▸ EXERCISE DETAILS
According to the book review, what figure did Powell give in his Rotary Club speech for Britain's nonwhite population by 2002?

▸ TEXT BLOCK

Christopher Caldwell's Reflections on the Revolution in Europe: Immigration, Islam, and the West is an important and surprising book.
Granted, VDARE.com readers won't see much that's new. In essence, Caldwell's Reflections is a Brimelovian vindication of Enoch Powell, the brilliant Tory who warned against immigration in a prescient (and thus notorious) 1968 speech that began "The supreme function of statesmanship is to provide against preventable evils".
Caldwell points out in his opening pages (which you can read here):
"Although at the time Powell's demographic projections were much snickered at, they have turned out not just roughly accurate but as close to perfectly accurate as it is possible for any such projections to be: In his Rotary Club speech, [November 16 1968] Powell shocked his audience by stating that the nonwhite population of Britain, barely over a million at the time, would rise to 4.5 million by 2002. (According to the national census, the actual "ethnic minority" population of Britain in 2001 was 4,635,296.)"
Readers who get their views from the MainStream Media, though, will be startled by how gracefully—yet bluntly—Caldwell delivers an intellectually cohesive assault on the conventional wisdom of the diversity dogma.
Reflections is also a model for how a working journalist can transform years of old articles researched on scores of trips to Europe into a stylish book. Caldwell's solution is to enhance his prose style with aphorisms worthy of G.K. Chesterton.
For example, in Caldwell's original February 27, 2006 Weekly Standard article on Nicolas Sarkozy, The Man Who Would Be le Président, he discussed Sarkozy's call for affirmative action in France to appease riotous Muslims:
"It can be argued that France needs such measures desperately, … but, … Sarkozy shows a bit of the naiveté of, say, Hubert Humphrey in 1964 when he implies the program would be only temporary. … How long would the program last, then? Twenty years? 'No, twenty years is too long.'"

▸ PROVIDED INFORMATION
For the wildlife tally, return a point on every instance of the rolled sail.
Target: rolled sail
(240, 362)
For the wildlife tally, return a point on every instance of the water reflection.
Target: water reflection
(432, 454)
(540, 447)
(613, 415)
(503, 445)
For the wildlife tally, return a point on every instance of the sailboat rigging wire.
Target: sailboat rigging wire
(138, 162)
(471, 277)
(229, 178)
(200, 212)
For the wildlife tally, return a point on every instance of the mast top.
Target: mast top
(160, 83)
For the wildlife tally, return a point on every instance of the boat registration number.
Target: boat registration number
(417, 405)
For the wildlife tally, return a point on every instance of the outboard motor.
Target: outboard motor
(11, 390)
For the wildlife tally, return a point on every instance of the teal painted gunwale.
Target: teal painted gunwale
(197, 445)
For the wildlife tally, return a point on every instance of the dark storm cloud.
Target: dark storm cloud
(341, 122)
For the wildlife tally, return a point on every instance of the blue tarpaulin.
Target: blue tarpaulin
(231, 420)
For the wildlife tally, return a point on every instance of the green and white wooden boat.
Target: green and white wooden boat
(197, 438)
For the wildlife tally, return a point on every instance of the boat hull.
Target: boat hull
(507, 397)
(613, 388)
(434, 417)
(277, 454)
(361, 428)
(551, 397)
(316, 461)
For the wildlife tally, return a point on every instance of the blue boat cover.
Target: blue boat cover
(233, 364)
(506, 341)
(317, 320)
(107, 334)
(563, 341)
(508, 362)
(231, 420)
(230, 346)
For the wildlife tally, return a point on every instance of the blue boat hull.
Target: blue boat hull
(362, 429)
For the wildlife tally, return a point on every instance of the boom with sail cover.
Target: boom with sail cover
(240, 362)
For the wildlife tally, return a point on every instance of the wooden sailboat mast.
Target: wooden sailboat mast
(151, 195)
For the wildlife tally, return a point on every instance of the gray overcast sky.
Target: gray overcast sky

▸ ANSWER TO THIS TASK
4.5 million.